> _WHAT YOU HAVE TO DO_
Send back the records in full, character for character.

> _SUPPLIED INFORMATION_
########################################

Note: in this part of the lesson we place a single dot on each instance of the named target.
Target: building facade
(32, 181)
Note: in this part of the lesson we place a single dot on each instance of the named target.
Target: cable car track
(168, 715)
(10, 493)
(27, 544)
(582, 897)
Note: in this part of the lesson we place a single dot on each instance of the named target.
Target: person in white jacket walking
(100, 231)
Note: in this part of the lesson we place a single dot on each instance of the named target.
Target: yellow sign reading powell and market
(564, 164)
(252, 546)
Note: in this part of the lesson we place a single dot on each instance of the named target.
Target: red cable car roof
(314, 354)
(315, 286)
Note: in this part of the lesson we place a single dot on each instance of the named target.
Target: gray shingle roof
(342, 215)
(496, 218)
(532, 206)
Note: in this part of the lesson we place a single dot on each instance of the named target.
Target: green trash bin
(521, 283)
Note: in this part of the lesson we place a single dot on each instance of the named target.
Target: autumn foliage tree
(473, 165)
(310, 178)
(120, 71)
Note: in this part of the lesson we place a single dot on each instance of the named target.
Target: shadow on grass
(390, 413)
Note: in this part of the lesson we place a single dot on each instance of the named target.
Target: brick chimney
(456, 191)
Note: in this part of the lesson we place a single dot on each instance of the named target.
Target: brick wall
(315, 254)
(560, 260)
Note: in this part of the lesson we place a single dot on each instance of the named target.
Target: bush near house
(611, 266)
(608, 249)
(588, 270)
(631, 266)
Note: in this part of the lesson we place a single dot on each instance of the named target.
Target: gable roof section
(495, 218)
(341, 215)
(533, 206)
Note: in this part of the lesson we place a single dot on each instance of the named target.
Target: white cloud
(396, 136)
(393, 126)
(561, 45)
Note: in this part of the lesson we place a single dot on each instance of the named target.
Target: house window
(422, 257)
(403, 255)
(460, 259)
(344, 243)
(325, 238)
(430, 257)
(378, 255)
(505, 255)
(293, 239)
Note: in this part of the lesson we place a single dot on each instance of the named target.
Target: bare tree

########################################

> _WORKED SOLUTION_
Note: in this part of the lesson we place a single dot on each instance of the named target.
Target: building facade
(32, 181)
Note: in this part of the lesson we place a single dot on each instance of the named target.
Target: cable car track
(168, 715)
(10, 493)
(27, 544)
(582, 897)
Note: in this part of the lesson we place a single dot on each instance of the named target.
Target: person in white jacket walking
(100, 231)
Note: in this part of the lesson we place a single dot on each instance of the named target.
Target: yellow sign reading powell and market
(564, 164)
(252, 546)
Note: in this part of the lesson we place a single dot on each instance of the named target.
Target: red cable car roof
(314, 354)
(315, 286)
Note: in this part of the lesson we place a single dot on each instance of the named target.
Target: gray shingle roof
(342, 215)
(496, 218)
(532, 206)
Note: in this part of the lesson we place a single dot on each instance of the named target.
Target: green trash bin
(521, 283)
Note: in this part of the lesson we place a single dot on each instance of the named target.
Target: autumn foliage tree
(473, 165)
(310, 178)
(120, 71)
Note: in this part of the lesson we place a single dot on each instance of the named target.
Target: shadow on grass
(390, 413)
Note: in this part of the lesson we place a single dot on each instance of the named target.
Target: brick chimney
(456, 191)
Note: in this part of the lesson we place a single dot on each instance of the named target.
Target: brick wall
(315, 254)
(560, 260)
Note: in this part of the lesson we place a single dot on each instance of the named target.
Target: bush near house
(611, 266)
(608, 249)
(588, 270)
(631, 266)
Note: in this part of the lesson we place a single dot on each instance of the named target.
Target: gable roof section
(495, 218)
(341, 215)
(533, 206)
Note: in this part of the lesson we place a single dot on each instance of the named target.
Target: white cloud
(396, 136)
(393, 126)
(561, 45)
Note: in this part of the lesson we place a single dot on each instance of the named target.
Target: house window
(422, 257)
(403, 255)
(460, 259)
(344, 243)
(325, 238)
(430, 257)
(378, 255)
(505, 255)
(293, 239)
Note: in this part of the lesson we place a single dot on each instance of the named target.
Target: bare tree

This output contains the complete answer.